▶ Task to carry out
Return the records that follow, unchanged and complete.

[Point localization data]

......

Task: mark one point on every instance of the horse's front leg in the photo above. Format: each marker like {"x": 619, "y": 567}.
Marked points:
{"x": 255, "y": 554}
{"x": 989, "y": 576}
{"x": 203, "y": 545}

......

▶ The answer
Task: mark one point on every instance of the horse's front leg in the photo above. Format: each marker like {"x": 619, "y": 567}.
Marked points:
{"x": 255, "y": 554}
{"x": 989, "y": 576}
{"x": 203, "y": 545}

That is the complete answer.